All the data should be printed again exactly as written.

════════════════════

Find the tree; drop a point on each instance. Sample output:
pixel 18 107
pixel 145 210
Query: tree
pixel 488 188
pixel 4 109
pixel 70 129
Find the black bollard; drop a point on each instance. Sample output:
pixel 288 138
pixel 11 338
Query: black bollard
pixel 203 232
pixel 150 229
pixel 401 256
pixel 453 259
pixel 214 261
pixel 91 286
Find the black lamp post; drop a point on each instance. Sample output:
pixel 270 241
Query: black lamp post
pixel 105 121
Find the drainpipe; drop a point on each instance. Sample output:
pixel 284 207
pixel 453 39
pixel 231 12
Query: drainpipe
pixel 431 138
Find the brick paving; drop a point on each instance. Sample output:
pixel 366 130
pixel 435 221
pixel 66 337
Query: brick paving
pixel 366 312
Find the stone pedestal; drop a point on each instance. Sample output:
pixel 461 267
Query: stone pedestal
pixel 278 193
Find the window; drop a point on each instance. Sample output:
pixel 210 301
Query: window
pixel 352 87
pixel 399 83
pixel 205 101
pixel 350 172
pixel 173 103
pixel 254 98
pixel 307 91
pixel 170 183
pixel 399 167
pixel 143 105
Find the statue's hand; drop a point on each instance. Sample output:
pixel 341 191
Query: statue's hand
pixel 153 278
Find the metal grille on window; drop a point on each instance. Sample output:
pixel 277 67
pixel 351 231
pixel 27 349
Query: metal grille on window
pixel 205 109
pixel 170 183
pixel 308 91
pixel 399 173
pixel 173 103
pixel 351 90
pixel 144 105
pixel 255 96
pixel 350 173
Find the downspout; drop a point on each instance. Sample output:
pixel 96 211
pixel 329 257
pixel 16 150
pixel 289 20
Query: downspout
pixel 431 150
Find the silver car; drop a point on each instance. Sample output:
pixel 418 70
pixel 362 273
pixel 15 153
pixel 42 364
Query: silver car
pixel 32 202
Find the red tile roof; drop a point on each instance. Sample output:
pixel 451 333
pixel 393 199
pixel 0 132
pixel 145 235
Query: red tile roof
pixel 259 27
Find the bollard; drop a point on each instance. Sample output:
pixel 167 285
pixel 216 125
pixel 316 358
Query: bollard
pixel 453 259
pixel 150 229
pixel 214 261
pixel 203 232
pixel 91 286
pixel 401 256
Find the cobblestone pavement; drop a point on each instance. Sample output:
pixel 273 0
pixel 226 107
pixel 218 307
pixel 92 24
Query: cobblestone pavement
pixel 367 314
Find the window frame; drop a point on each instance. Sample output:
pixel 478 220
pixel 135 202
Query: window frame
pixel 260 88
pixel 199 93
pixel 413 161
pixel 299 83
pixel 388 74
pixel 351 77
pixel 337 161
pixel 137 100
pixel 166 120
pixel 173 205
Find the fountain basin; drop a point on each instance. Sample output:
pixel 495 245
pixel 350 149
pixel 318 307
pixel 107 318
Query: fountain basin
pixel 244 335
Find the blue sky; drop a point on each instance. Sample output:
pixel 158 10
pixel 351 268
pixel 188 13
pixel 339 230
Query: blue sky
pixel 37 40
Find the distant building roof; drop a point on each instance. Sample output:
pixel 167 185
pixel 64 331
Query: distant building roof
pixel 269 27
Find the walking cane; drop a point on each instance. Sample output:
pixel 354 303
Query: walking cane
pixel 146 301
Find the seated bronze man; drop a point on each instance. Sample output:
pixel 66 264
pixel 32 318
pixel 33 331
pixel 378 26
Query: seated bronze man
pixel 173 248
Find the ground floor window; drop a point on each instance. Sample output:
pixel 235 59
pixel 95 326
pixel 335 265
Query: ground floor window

════════════════════

• [TASK SOLUTION]
Find the tree; drop a point on each instance. Sample output:
pixel 18 107
pixel 145 210
Query: tree
pixel 488 188
pixel 4 109
pixel 70 129
Find the black bollard; drop a point on each instance. Sample output:
pixel 288 138
pixel 11 338
Query: black bollard
pixel 203 232
pixel 150 229
pixel 401 256
pixel 453 259
pixel 214 261
pixel 91 286
Find the black lamp post; drop a point on each instance. Sample output:
pixel 270 241
Query: black lamp post
pixel 105 121
Find the drainpipe; drop a point on each instance. Sample output:
pixel 284 207
pixel 453 39
pixel 231 12
Query: drainpipe
pixel 431 138
Find the brick paving; drop a point on each instance. Sample output:
pixel 366 130
pixel 435 221
pixel 66 337
Query: brick paving
pixel 366 312
Find the stone pedestal; drop a point on each instance. Sample output:
pixel 461 267
Query: stone pedestal
pixel 278 193
Find the window; drop a point on each instance. Sample output:
pixel 210 301
Query: window
pixel 352 87
pixel 399 83
pixel 205 101
pixel 350 172
pixel 173 103
pixel 254 98
pixel 307 91
pixel 170 183
pixel 399 167
pixel 143 105
Find the statue's hand; drop a point on each instance. Sample output:
pixel 341 191
Query: statue's hand
pixel 153 278
Find the metal grille on window; drop a point on each instance. Sample output:
pixel 277 67
pixel 351 231
pixel 27 349
Query: metal grille on window
pixel 205 109
pixel 170 183
pixel 308 91
pixel 399 173
pixel 173 103
pixel 351 90
pixel 144 105
pixel 255 96
pixel 350 173
Find the downspout; drop a point on each instance. Sample output:
pixel 96 211
pixel 329 257
pixel 16 150
pixel 289 20
Query: downspout
pixel 431 150
Find the silver car; drop a point on each instance. Sample output:
pixel 418 70
pixel 362 273
pixel 15 153
pixel 42 364
Query: silver car
pixel 32 202
Find the red tile roof; drop a point on each instance. Sample output:
pixel 451 333
pixel 393 199
pixel 0 132
pixel 145 235
Query: red tile roof
pixel 259 27
Find the bollard; drop a point on each instance. Sample output:
pixel 167 285
pixel 216 125
pixel 316 358
Query: bollard
pixel 453 259
pixel 150 229
pixel 214 261
pixel 203 232
pixel 91 286
pixel 401 256
Find the cobblestone pavement; drop a point on each instance. Sample output:
pixel 273 0
pixel 226 107
pixel 218 307
pixel 92 24
Query: cobblestone pavement
pixel 367 314
Find the window frame; drop a point on each instance. Sample output:
pixel 478 220
pixel 135 202
Query: window frame
pixel 260 88
pixel 199 93
pixel 413 161
pixel 299 83
pixel 388 74
pixel 351 77
pixel 337 161
pixel 137 100
pixel 166 120
pixel 173 205
Find the fountain basin; drop a point on each instance. Sample output:
pixel 495 245
pixel 350 149
pixel 318 307
pixel 107 318
Query: fountain basin
pixel 244 335
Find the blue sky; drop a point on each instance. Sample output:
pixel 158 10
pixel 351 268
pixel 188 13
pixel 339 230
Query: blue sky
pixel 37 40
Find the distant building roof; drop a point on each instance. Sample output:
pixel 167 185
pixel 64 331
Query: distant building roof
pixel 269 27
Find the walking cane; drop a point on each instance. Sample output:
pixel 354 303
Query: walking cane
pixel 146 301
Find the seated bronze man; drop a point on each instance. Sample output:
pixel 66 264
pixel 32 318
pixel 33 331
pixel 378 26
Query: seated bronze man
pixel 173 248
Find the ground floor window; drop a point on each instance. Sample output:
pixel 235 59
pixel 95 326
pixel 335 265
Query: ground floor window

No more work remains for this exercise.